▶ **Task brief**: Look below for the line with "the sea water", then give it again exactly, along with every line that comes after it, the final line included.

(Dataset entries)
########################################
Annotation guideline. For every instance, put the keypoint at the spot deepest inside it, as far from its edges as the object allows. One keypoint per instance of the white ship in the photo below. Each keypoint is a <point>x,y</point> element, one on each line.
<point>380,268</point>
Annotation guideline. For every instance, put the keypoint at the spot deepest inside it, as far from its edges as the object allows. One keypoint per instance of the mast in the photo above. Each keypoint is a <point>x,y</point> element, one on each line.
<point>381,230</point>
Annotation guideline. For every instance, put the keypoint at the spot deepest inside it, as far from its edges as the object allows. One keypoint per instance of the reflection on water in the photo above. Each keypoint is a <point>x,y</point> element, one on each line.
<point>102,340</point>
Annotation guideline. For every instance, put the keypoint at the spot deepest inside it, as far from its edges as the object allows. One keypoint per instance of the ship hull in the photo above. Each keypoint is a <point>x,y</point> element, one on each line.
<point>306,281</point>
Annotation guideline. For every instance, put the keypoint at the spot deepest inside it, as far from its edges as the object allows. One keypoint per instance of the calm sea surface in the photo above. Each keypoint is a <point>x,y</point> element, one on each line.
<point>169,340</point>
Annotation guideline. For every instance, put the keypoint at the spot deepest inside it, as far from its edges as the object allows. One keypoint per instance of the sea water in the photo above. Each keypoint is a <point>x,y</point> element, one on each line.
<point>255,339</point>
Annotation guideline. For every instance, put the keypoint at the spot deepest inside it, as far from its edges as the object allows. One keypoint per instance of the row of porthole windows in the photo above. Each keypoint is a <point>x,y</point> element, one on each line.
########################################
▶ **Response to this exercise**:
Annotation guideline. For every instance, put the keypoint at the spot deepest inside it, as far from its edges as the object allows. One keypoint per instance of the sea water in the photo above. Each keypoint is a <point>x,y</point> element, one on each line.
<point>255,339</point>
Annotation guideline. For every instance, put the keypoint at the spot deepest inside it, as far from its edges as the object allows. One keypoint per instance of the row of porthole windows in the photo above. Each keypoint is a <point>x,y</point> element, one on each line.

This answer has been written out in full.